_Data supplied_
================================

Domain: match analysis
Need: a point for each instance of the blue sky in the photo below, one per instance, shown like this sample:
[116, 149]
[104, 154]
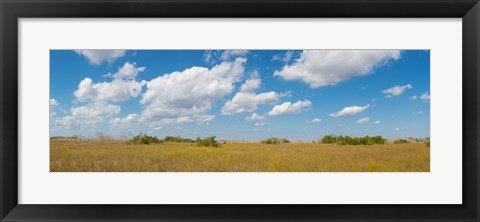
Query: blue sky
[240, 94]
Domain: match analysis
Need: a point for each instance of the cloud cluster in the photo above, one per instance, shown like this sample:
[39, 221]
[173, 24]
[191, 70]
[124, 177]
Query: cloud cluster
[425, 97]
[116, 91]
[255, 117]
[98, 96]
[98, 56]
[212, 56]
[88, 115]
[285, 57]
[319, 68]
[363, 120]
[396, 90]
[288, 108]
[189, 92]
[246, 100]
[350, 111]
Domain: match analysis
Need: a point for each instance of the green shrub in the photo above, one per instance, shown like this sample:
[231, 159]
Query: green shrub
[177, 139]
[209, 141]
[275, 140]
[400, 141]
[144, 139]
[348, 140]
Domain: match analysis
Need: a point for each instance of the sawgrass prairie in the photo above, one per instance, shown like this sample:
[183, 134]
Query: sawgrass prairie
[72, 155]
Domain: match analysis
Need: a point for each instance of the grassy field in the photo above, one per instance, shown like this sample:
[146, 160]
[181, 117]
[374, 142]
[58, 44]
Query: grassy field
[70, 155]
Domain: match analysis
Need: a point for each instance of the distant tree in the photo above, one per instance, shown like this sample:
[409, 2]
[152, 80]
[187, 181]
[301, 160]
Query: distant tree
[209, 141]
[274, 140]
[144, 139]
[401, 141]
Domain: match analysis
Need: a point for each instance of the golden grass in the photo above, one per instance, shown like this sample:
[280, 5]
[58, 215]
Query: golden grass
[117, 156]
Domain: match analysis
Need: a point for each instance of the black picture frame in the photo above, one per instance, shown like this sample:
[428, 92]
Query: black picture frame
[11, 11]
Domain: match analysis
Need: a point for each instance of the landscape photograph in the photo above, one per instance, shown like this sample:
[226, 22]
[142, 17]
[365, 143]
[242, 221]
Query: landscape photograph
[239, 110]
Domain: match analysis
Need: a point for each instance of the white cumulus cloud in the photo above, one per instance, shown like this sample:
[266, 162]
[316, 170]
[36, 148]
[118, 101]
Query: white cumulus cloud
[227, 54]
[396, 90]
[350, 111]
[319, 68]
[425, 96]
[260, 124]
[246, 100]
[98, 56]
[189, 92]
[117, 90]
[127, 71]
[255, 117]
[288, 108]
[89, 115]
[363, 120]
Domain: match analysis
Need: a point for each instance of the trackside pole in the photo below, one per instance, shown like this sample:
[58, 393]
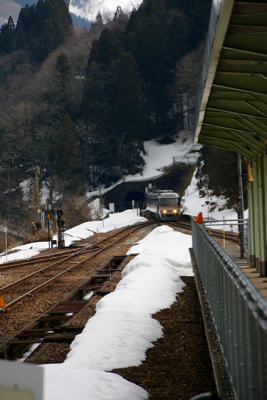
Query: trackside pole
[223, 233]
[6, 239]
[109, 262]
[3, 306]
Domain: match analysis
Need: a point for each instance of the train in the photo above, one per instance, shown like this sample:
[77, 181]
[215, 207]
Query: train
[163, 204]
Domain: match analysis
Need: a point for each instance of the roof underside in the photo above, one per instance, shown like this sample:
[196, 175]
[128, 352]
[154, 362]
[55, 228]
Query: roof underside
[232, 100]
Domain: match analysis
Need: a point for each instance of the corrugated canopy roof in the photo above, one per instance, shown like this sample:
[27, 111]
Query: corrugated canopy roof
[231, 110]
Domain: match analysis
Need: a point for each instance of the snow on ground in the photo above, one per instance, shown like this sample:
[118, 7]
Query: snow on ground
[83, 231]
[122, 329]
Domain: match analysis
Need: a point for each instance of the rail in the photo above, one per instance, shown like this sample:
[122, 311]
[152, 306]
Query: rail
[239, 313]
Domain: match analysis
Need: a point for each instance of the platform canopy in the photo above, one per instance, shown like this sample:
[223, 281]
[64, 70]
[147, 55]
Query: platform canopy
[232, 97]
[231, 108]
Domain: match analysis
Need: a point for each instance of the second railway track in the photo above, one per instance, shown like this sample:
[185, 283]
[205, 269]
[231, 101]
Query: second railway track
[29, 295]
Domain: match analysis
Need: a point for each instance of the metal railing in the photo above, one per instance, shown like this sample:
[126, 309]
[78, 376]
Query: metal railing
[238, 226]
[239, 313]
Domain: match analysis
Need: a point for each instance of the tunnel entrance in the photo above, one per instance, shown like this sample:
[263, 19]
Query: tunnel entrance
[126, 204]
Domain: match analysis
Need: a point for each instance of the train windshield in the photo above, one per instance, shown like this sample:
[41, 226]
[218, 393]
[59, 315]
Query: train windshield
[169, 202]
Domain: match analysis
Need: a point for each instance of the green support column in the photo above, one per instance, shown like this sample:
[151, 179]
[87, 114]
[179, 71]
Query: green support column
[263, 260]
[256, 215]
[251, 227]
[265, 198]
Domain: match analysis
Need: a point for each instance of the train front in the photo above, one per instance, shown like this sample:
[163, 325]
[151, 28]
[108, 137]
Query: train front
[169, 206]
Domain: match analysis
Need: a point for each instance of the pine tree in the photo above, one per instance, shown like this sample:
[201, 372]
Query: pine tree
[68, 161]
[7, 37]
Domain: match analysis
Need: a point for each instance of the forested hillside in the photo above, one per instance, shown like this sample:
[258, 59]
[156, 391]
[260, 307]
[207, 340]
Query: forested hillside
[78, 104]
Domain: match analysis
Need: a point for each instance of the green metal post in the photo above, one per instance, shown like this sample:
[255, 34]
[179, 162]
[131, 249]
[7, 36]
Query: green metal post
[263, 261]
[251, 227]
[256, 215]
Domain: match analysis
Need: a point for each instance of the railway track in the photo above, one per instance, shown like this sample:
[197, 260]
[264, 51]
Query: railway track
[53, 293]
[61, 265]
[66, 277]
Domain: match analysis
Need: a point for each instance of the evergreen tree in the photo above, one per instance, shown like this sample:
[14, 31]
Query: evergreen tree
[7, 37]
[68, 160]
[63, 71]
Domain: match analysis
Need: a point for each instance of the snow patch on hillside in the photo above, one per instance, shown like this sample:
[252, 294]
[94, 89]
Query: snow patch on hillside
[160, 156]
[89, 9]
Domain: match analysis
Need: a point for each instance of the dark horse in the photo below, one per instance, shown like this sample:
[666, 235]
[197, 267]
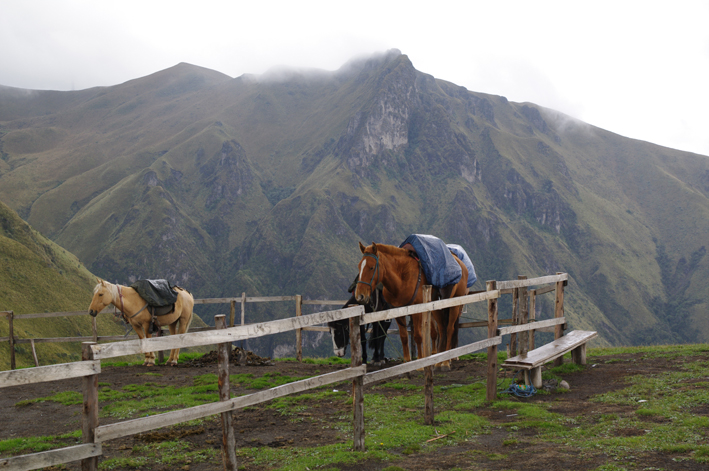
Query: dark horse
[340, 330]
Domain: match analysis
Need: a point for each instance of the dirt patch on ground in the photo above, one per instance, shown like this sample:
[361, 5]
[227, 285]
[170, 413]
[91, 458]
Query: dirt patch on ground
[262, 426]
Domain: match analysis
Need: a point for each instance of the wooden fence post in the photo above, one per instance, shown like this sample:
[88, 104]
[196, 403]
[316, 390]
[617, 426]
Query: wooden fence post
[428, 370]
[89, 415]
[34, 353]
[357, 386]
[491, 351]
[243, 316]
[523, 316]
[532, 315]
[228, 438]
[11, 333]
[559, 312]
[298, 332]
[515, 321]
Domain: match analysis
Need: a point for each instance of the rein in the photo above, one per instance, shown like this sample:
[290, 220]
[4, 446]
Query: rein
[120, 296]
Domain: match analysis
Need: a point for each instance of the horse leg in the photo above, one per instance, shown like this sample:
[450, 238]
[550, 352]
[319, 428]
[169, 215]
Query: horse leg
[404, 337]
[363, 342]
[175, 352]
[376, 342]
[150, 356]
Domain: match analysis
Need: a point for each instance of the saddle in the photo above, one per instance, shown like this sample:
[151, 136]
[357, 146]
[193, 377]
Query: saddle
[160, 298]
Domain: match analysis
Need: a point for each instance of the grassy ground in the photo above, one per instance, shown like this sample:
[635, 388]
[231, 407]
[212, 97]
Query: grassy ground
[630, 408]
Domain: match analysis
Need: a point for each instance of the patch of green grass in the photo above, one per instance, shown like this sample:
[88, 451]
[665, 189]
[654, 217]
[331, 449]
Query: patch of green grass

================================

Output a precise copy of the entries, leaving the images out.

_Result for this task_
Domain: match analysis
Need: a point for each instance of the blue sky in the photo below, one per instance, shown like this sample:
[116, 149]
[104, 154]
Query: blue sky
[240, 94]
Domain: match analysis
Need: a point for each instance of the cloud cluster in the photo above, one per instance, shown like this sample:
[39, 221]
[173, 24]
[191, 70]
[124, 177]
Query: cloud cluster
[425, 97]
[116, 91]
[255, 117]
[98, 96]
[98, 56]
[212, 56]
[88, 115]
[285, 57]
[319, 68]
[363, 120]
[396, 90]
[288, 108]
[189, 92]
[246, 100]
[350, 111]
Domain: match analysis
Need: a point for each instance of the green shrub in the photo above, one per instance, shown like this sample:
[231, 159]
Query: green shrub
[177, 139]
[209, 141]
[275, 140]
[400, 141]
[144, 139]
[348, 140]
Domain: match analysis
Need: a point for each instance of the sawgrass prairie in the photo above, one per instance, shown like this sample:
[183, 134]
Query: sawgrass prairie
[72, 155]
Domain: match analysis
Need: a point for each instance of the grassy field in the photo above, one per instance, shown like this sample:
[146, 160]
[181, 117]
[374, 142]
[58, 44]
Query: grassy field
[70, 155]
Domain: match analysis
Need: a point for each instance of the distant tree in the photo above, one per instance, shown like this sample:
[409, 2]
[152, 80]
[187, 181]
[301, 160]
Query: distant tree
[209, 141]
[274, 140]
[144, 139]
[401, 141]
Domain: match analysis
Need: a point for each instance of the golden grass in the photo above, one per instance, shown like this sample:
[280, 5]
[58, 215]
Query: golden grass
[117, 156]
Domain: match analysis
Need: a point for each instance of the black picture frame in the photo above, one per instance, shown like this sample:
[428, 92]
Query: black picture frame
[11, 11]
Domain: match analysis
Need: a point for each instance of the landscape photograph in the photo above, one per instance, shown like this sample:
[226, 22]
[142, 17]
[365, 143]
[242, 221]
Query: landscape photograph
[239, 110]
Domain: match analysis
Need: a point for each instance of the white cumulus cloud in the photo above, one per instance, shown like this sample:
[266, 162]
[316, 170]
[36, 148]
[118, 101]
Query: white cumulus cloud
[227, 54]
[396, 90]
[350, 111]
[319, 68]
[425, 96]
[260, 124]
[246, 100]
[98, 56]
[189, 92]
[117, 90]
[127, 71]
[255, 117]
[288, 108]
[89, 115]
[363, 120]
Domain: match analysis
Need: a point for each instance of the trackside pole in the photo below, one per instance, shown like this sample:
[58, 393]
Query: trackside pole
[223, 233]
[6, 239]
[109, 262]
[3, 306]
Domain: match analysis
Need: a point for each instance of the train in the photo above, one per instance, shown like this sample:
[77, 181]
[215, 207]
Query: train
[163, 204]
Domain: match analysis
Need: a point for each instance of the roof underside in the photo above, one per instance, shown like this sample:
[196, 175]
[128, 352]
[154, 362]
[55, 228]
Query: roof underside
[232, 100]
Domain: match analysis
Need: a point for each instance of the corrugated canopy roof in the photo above, one per instance, shown like this sample:
[27, 111]
Query: corrugated canopy roof
[231, 110]
Domain: match analysis
Need: a point for each instance of the snow on ground in the photo above, one per instance, shown like this sample:
[118, 7]
Query: snow on ground
[83, 231]
[122, 329]
Domain: match analysis
Need: a point for each instance of the rail in the photo above, one per instance, shown like this sample:
[122, 311]
[152, 306]
Query: rail
[239, 313]
Domain: match analysis
Need: a point for each instance of the platform canopy in the photo above, one per instance, shown like this sample:
[223, 281]
[64, 70]
[147, 55]
Query: platform canopy
[232, 97]
[231, 108]
Domain: match analysis
Need: a point for each instance of the second railway track in the photo above, one per instance, shown like this sample:
[185, 283]
[205, 269]
[231, 101]
Query: second railway track
[29, 295]
Domain: match analysis
Need: a point for each instance of the metal railing in the photo above, one per instance, shown like this sample:
[126, 309]
[78, 376]
Query: metal railing
[238, 226]
[239, 313]
Domain: match analysis
Need: a point for each instance of the tunnel entrance in the photo above, one per instance, shown like this sample:
[263, 19]
Query: tunnel entrance
[126, 204]
Domain: match analysis
Need: a point for each instance of the train windshield in the photo above, one per instance, shown like this sample:
[41, 226]
[218, 393]
[59, 315]
Query: train windshield
[169, 202]
Domain: match analysis
Need: a point for each instance of the green support column in the photo above, one per instance, shown like this sample:
[151, 179]
[87, 114]
[179, 71]
Query: green support column
[263, 260]
[256, 215]
[251, 227]
[265, 198]
Domain: match analysis
Need: a point for each instance of the train front in the photo above, one per instance, shown like this sample:
[163, 325]
[151, 28]
[108, 137]
Query: train front
[169, 206]
Domain: match analysis
Need: a point for each instance of the pine tree in the photo above, one per instance, shown like this sample:
[201, 372]
Query: pine tree
[68, 161]
[7, 37]
Domain: match analysis
Need: a point for each instance of the forested hillside in the photo above, one per instance, shown like this sample:
[258, 59]
[156, 391]
[260, 307]
[207, 340]
Query: forested hillside
[78, 104]
Domain: match analysis
Need: a point for each instance of the green metal post in the photo above, one per instance, shown like this sample:
[255, 34]
[179, 162]
[131, 249]
[7, 36]
Query: green metal post
[263, 261]
[251, 227]
[256, 215]
Domain: match analysis
Need: a point for each instance of the railway track in the photo above, one per instance, shown like this sample:
[197, 260]
[264, 51]
Query: railway track
[53, 293]
[61, 265]
[66, 277]
Domain: match analysis
Need: a point for each instance of the evergreen tree in the photo above, one per instance, shown like this sample:
[14, 31]
Query: evergreen tree
[7, 37]
[68, 160]
[63, 71]
Domain: match analysis
Need: a point for each instance of the snow patch on hillside in the photo above, one per instance, shown like this sample:
[252, 294]
[94, 89]
Query: snow patch on hillside
[160, 156]
[89, 9]
Domain: match analysis
Need: a point for each instance of the dark horse in the photo below, one per instance, shown like this sample:
[666, 235]
[197, 267]
Query: dark horse
[340, 330]
Domain: match analysis
Need: a point for each instance of the dirt patch on ground in the photo above, one per instance, shown like this sample:
[361, 5]
[227, 285]
[170, 413]
[91, 458]
Query: dirt patch on ground
[262, 426]
Domain: match analysis
Need: a point for each instance of the wooden fence post in the photo above, one per instance, shown like this sample:
[88, 104]
[196, 403]
[316, 390]
[617, 426]
Query: wooden fence post
[428, 370]
[89, 415]
[34, 353]
[357, 386]
[491, 351]
[243, 316]
[523, 316]
[532, 315]
[228, 438]
[11, 333]
[559, 312]
[298, 332]
[515, 321]
Domain: match analysis
Need: a point for each instance of the rein in the photo above, one per instance, shown like this sample:
[290, 220]
[4, 446]
Query: rein
[120, 296]
Domain: match analysis
Need: a point for each instance of the horse leg in the photo above, one per instance, shown like this sample:
[450, 238]
[550, 352]
[319, 428]
[169, 215]
Query: horse leg
[404, 337]
[363, 342]
[175, 352]
[376, 342]
[150, 356]
Domain: match analysis
Need: a point for each instance of the saddle in the photo above, one per instance, shown like this sample:
[151, 136]
[357, 146]
[193, 377]
Query: saddle
[160, 298]
Domain: match analysis
Need: a point for each instance of the grassy ground in the photo above, one per instance, shown like this sample:
[635, 388]
[231, 407]
[212, 97]
Query: grassy ground
[630, 408]
Domain: match analysis
Need: a point for each instance of the patch of green grass in the photo above, one per instance, shown like this sample:
[88, 451]
[665, 189]
[654, 217]
[331, 449]
Query: patch of green grass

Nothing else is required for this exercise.